What you should do
Print out all the records, word for word.

Top of Data provided

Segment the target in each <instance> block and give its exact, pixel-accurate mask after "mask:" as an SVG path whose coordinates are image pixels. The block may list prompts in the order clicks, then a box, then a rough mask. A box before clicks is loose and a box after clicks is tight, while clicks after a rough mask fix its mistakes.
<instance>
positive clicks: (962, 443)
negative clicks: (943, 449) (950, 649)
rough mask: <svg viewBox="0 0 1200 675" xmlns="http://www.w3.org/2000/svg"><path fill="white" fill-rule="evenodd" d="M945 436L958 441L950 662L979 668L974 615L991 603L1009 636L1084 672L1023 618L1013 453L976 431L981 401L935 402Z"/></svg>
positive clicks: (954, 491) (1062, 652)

Bottom of Data provided

Answer box
Segment the target in each <instance> block and give its exact, pixel-accurate mask after "mask:" as an SVG path whose coordinates are image pixels. The block may list prompts in the order clicks, then a box, then a rough mask. A box before clicks is loose and a box after clicks is tight, while clicks after a rough mask fix its mistakes.
<instance>
positive clicks: (962, 443)
negative clicks: (943, 449) (950, 649)
rough mask: <svg viewBox="0 0 1200 675" xmlns="http://www.w3.org/2000/svg"><path fill="white" fill-rule="evenodd" d="M945 436L958 441L950 662L979 668L974 615L991 603L1009 636L1084 672L1023 618L1013 453L976 431L981 401L935 402Z"/></svg>
positive clicks: (954, 491) (1062, 652)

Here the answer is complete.